А может, круг замкнется и вы станете Иисусом, надо только хорошо разочароваться в мире.
Никому не дано этого избежать.
В детстве мы сеем ветер, взрослыми мы пожинаем бурю.
Это правда как для вас, так и для меня. Я не лучше, не благороднее, не сильнее, не свободнее от прошлого. Такой же как вы.
В Пэйнсвилле я был безнадежным изгоем.
– Пошли, Харлан! – кричали мне дети через Хармон-драйв. – Пошли поиграем у Леона!
Я как жук вылезал из сплетения гигантских корней клена, где царили Лорна Дун, Лорд Джим (либо другие альтернативные миры, в которых мне сладостно было летать, поскольку свой я ненавидел), и бежал за стайкой мальчишек играть в доме Леона Миллера. Я был маленьким даже для своего возраста и не умел быстро бегать. Так вот, когда я добегал до ступенек парадного входа, все дети были уже внутри, обе двери – одна с сеточкой от мух, вторая стеклянная – были надежно заперты, все веселились и показывали мне язык. Как мне хотелось войти в эту прохладную темную комнату, где вскоре начнут играть в китайские шашки и палочки!.. Вместо этого я приходил в ярость. Я колотил ладонями по двери с сеточкой, пинал оконные рамы, при этом, однако, опасаясь гнева бабушки Леона, я старался не повредить ни сеточки, ни стекла.

————————

# О задании
Повторите дословно часть отрывка о детстве в Пэйнсвилле, начиная со слов «А может, круг» и вплоть до слов «мы пожинаем бурю.».

# Содержимое набора данных
————————

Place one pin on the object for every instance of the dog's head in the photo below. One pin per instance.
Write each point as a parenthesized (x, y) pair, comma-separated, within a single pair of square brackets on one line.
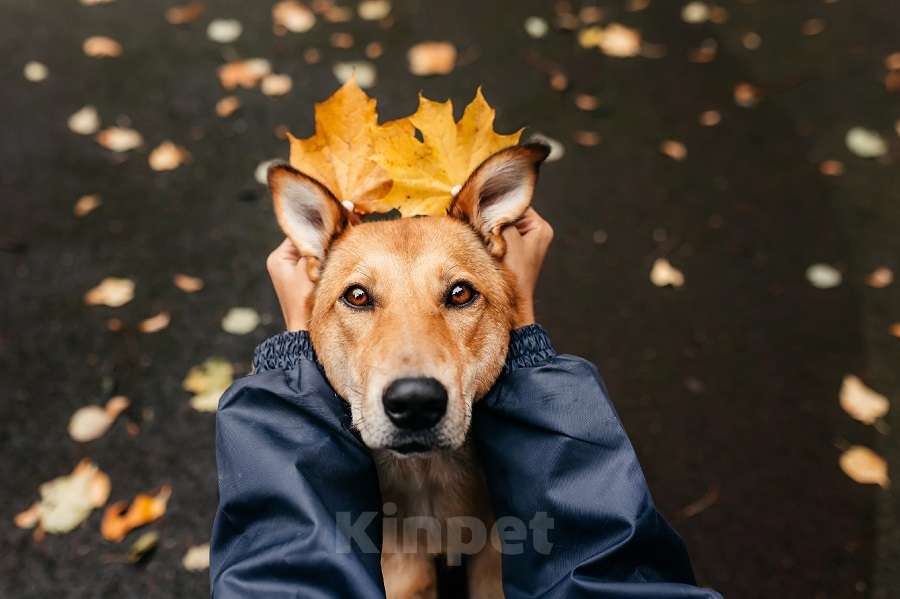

————————

# Ответ на задачу
А может, круг замкнется и вы станете Иисусом, надо только хорошо разочароваться в мире.
Никому не дано этого избежать.
В детстве мы сеем ветер, взрослыми мы пожинаем бурю.